Requirement:
Copy exactly the lines from the "of the green" line to the end, both included, and nothing else.

[Start Records]

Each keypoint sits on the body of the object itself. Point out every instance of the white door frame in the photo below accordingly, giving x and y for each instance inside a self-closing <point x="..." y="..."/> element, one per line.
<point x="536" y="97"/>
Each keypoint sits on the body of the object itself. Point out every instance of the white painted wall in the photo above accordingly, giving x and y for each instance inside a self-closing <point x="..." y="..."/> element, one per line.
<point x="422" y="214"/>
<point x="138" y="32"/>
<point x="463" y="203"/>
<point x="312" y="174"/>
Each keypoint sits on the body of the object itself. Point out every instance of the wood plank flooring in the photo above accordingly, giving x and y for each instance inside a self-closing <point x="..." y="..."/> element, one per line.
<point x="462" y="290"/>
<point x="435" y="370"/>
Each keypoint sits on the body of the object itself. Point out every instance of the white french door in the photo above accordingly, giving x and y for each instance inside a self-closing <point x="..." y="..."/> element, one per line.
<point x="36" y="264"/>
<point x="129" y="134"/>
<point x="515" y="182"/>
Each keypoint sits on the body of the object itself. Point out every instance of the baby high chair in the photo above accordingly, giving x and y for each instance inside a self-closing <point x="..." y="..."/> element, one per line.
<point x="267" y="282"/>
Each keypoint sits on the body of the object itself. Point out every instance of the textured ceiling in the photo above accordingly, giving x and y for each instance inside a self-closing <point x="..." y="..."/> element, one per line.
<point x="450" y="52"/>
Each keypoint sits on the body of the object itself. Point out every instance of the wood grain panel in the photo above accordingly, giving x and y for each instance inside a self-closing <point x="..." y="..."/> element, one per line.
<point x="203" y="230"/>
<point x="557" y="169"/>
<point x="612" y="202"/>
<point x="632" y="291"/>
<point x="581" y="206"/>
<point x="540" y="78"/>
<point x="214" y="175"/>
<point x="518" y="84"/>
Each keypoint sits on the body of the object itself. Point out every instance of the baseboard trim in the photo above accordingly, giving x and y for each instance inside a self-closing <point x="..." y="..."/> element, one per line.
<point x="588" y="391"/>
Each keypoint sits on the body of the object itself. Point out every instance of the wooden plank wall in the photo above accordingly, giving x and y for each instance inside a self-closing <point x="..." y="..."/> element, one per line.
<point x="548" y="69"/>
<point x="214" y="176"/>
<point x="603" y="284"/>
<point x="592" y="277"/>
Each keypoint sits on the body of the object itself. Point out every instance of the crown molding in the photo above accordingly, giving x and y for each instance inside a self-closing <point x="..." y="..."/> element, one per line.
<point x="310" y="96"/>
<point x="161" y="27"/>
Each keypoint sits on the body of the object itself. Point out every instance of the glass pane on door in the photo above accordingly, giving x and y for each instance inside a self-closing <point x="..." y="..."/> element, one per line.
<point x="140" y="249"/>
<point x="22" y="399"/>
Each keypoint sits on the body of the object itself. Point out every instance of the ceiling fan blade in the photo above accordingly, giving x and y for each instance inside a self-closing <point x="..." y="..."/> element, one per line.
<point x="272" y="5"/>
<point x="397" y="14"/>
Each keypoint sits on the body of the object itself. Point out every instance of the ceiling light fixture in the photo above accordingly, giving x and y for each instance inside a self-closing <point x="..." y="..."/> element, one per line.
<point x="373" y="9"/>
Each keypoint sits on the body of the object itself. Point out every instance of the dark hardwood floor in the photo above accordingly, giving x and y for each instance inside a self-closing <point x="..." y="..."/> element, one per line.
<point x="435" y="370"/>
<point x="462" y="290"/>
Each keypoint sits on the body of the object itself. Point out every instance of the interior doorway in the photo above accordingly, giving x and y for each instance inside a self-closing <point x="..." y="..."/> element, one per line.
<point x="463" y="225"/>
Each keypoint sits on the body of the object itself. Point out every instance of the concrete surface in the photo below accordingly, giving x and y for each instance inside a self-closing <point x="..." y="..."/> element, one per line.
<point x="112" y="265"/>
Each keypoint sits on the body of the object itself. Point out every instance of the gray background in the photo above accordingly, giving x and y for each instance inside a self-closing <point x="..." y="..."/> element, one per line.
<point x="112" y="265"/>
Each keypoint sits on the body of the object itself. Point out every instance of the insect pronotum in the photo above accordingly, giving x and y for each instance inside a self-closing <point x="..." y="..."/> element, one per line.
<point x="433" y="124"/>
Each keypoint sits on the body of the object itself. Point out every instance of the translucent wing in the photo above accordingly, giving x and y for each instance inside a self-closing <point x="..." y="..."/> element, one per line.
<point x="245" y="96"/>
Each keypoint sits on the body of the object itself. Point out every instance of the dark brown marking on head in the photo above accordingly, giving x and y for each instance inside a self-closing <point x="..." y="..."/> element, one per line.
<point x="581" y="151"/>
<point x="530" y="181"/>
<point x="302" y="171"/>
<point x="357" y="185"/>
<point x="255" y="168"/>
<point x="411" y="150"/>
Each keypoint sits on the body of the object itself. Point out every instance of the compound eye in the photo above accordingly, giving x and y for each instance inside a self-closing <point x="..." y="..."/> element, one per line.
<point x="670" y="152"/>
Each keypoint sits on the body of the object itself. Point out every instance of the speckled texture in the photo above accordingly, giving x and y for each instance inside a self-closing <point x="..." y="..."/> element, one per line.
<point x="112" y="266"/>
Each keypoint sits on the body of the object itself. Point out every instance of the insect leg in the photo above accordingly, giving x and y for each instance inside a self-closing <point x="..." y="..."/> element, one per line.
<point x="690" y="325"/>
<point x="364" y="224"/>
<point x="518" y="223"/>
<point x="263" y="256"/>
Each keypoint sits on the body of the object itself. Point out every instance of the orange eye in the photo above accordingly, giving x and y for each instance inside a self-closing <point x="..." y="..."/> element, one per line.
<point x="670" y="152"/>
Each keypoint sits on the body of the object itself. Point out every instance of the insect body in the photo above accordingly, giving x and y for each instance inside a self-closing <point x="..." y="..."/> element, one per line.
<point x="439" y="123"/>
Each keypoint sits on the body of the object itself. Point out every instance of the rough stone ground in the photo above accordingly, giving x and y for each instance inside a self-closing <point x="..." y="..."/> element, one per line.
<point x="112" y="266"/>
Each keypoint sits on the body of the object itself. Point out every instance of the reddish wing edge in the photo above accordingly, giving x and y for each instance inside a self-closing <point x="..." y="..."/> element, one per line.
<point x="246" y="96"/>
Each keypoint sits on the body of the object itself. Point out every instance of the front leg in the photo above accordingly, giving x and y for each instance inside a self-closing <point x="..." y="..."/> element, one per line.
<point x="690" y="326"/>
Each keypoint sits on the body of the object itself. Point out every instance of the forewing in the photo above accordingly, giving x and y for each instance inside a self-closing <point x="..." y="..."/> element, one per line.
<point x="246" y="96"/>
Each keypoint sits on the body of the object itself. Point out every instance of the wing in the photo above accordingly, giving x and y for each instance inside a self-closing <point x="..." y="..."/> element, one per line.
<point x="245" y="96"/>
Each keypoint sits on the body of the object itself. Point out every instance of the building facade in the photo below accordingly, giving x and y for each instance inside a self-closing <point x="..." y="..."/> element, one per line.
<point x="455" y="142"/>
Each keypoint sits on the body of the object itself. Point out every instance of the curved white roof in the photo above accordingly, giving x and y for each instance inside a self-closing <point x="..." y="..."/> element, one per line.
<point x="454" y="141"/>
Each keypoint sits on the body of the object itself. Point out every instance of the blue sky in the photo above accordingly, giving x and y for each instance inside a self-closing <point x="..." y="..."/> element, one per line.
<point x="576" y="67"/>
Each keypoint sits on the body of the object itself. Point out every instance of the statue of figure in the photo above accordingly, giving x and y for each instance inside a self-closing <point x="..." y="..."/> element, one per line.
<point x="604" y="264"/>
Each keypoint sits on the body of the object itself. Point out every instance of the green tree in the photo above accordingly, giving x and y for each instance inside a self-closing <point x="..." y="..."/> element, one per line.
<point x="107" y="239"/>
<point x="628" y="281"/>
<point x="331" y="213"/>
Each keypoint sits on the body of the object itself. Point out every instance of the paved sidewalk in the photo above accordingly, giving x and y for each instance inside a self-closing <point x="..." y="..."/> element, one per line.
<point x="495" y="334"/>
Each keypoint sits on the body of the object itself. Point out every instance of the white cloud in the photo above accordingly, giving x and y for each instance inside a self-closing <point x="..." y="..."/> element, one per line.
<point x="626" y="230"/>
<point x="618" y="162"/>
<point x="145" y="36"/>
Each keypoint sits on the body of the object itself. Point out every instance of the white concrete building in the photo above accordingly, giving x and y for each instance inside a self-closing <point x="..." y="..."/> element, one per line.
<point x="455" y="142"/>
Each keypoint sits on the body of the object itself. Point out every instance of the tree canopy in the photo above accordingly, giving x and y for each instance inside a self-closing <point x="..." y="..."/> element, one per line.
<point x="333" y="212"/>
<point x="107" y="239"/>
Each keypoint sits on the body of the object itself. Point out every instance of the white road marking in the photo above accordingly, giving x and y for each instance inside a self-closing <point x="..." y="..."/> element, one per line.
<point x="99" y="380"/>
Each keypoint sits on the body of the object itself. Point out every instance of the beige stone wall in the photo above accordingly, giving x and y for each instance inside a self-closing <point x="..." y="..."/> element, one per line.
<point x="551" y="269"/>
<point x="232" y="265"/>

[End Records]

Worked answer:
Each keypoint sits on the body of the object itself. Point out every instance of the green tree in the photo above accordingly, giving x and y for each instance inside a self-closing <point x="..." y="..."/> element, one per line.
<point x="107" y="239"/>
<point x="628" y="281"/>
<point x="331" y="213"/>
Each keypoint sits on the body of the object itself. Point out every instance of the paved sidewalk in the photo above accordingly, giving x and y for each instance inside a self-closing <point x="..." y="..."/> element, one per line.
<point x="495" y="334"/>
Each keypoint sits on the body of the object itself. Point out every instance of the white cloud in the photo above accordingly, giving x and y for each instance inside a self-closing <point x="..." y="..."/> element, one per line.
<point x="626" y="230"/>
<point x="618" y="162"/>
<point x="145" y="36"/>
Each keypoint sits on the body of the object itself. Point out every instance of the white concrete building in the photo above accordingly, giving x and y for each instance inside a self-closing <point x="..." y="..."/> element, one per line.
<point x="455" y="142"/>
Each keypoint sits on the body of the object itself. Point out every instance of the tree canopy in the photo above accordingly, giving x and y for each instance inside a self-closing <point x="..." y="..."/> element, one per line.
<point x="333" y="212"/>
<point x="107" y="239"/>
Each keypoint sits on the body of the object itself. Point out every instance of the white road marking in the photo above accordingly, giving x and y for each instance inside a self-closing <point x="..." y="..."/> element, one per line.
<point x="99" y="380"/>
Each keypoint sits on the body of the object itself. Point out every instance of the beige stone wall in the photo above accordingly, giving x and y for each instance inside a self-closing <point x="..." y="..."/> element, one per line.
<point x="551" y="269"/>
<point x="232" y="265"/>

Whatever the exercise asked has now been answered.